%%

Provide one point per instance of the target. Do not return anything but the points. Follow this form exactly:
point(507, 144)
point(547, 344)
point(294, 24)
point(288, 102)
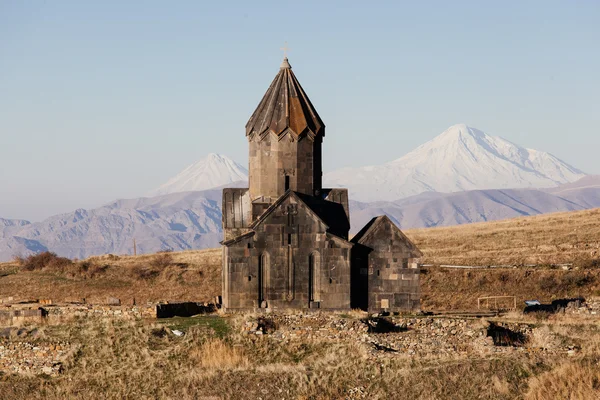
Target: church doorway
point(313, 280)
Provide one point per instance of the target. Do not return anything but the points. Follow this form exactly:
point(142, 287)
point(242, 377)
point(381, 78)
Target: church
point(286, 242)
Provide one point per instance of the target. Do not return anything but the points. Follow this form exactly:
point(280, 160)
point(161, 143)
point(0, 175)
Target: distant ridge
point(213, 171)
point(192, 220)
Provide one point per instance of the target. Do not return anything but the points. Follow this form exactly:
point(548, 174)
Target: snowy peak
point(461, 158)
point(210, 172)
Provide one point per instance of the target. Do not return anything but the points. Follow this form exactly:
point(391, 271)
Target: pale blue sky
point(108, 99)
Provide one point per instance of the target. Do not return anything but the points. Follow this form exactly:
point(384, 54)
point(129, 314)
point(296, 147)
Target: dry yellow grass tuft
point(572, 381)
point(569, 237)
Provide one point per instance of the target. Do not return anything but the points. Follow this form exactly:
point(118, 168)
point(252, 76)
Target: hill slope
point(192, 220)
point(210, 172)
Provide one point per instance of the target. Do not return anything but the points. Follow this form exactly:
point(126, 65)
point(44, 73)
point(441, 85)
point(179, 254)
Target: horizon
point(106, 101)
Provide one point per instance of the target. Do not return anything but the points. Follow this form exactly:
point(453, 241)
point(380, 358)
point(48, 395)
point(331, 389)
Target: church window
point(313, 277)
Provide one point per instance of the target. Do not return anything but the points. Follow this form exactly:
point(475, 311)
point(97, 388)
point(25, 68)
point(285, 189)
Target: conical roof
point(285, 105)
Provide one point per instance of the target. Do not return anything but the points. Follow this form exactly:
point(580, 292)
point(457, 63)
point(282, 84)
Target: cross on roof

%%

### Set task:
Please rewrite the listing above, replacing every "church" with "chapel" and keeping everything else unchanged. Leave the pictures out.

### Problem solution:
Provide one point per instance of the target. Do not return anything but the points. Follow this form exactly:
point(507, 144)
point(547, 344)
point(294, 24)
point(288, 102)
Target: chapel doorway
point(313, 280)
Provide one point per instance of the target. Do not return anything but the points. Follow this form exactly:
point(142, 287)
point(242, 377)
point(381, 78)
Target: chapel
point(286, 242)
Provide one point per instance of the target. Do not return anything but the points. Follow this form exactly:
point(280, 160)
point(161, 143)
point(0, 175)
Target: distant ridge
point(213, 171)
point(192, 220)
Provide one point per instance of the target. Do not return anything but the points. Follow this form exactly:
point(548, 174)
Target: snowy peak
point(461, 158)
point(210, 172)
Provide one point per instance of the target. Do not return anything but the points. Follow this form exactly:
point(391, 271)
Target: pale blue sky
point(108, 99)
Provide one point per instance of the target. Do not return anything but the points. Follow this form exactly:
point(384, 54)
point(129, 314)
point(296, 147)
Target: dry yellow grass tuft
point(572, 381)
point(569, 237)
Provide one point per instance of the target. Do not return anything but the points. Follow this form exactly:
point(118, 168)
point(252, 76)
Target: hill slope
point(192, 220)
point(210, 172)
Provide one point per instance of the target. Do not return anything but the points. Follow this form exactly:
point(126, 65)
point(44, 73)
point(441, 85)
point(179, 254)
Target: horizon
point(106, 101)
Provide one point per instance of the target. Do not return anything but the points. Follow this form exactly:
point(453, 241)
point(380, 358)
point(48, 395)
point(331, 389)
Target: chapel window
point(313, 277)
Provide one point per instance of the target. Do not return anything but the points. Follow this form exactly:
point(475, 311)
point(97, 388)
point(25, 68)
point(285, 189)
Target: conical roof
point(285, 105)
Provide one point per instance of the target. Do not return anything but the points. Follow this form exactly:
point(580, 292)
point(457, 63)
point(282, 84)
Target: cross on roof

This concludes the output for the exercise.